What is asked: Format every line of the material below as a JSON list of strings, one string per line, with blank lines left out.

Location annotation dataset excerpts:
--------

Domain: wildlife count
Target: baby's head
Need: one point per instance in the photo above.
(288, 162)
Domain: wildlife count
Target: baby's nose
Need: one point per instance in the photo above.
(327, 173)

--------

Exercise answer:
[
  "Domain: wildlife count",
  "Target: baby's head",
  "Need: one point per instance in the photo above.",
  "(288, 162)",
  "Domain: wildlife count",
  "Target: baby's nose",
  "Need: one point per instance in the photo above.",
  "(327, 173)"
]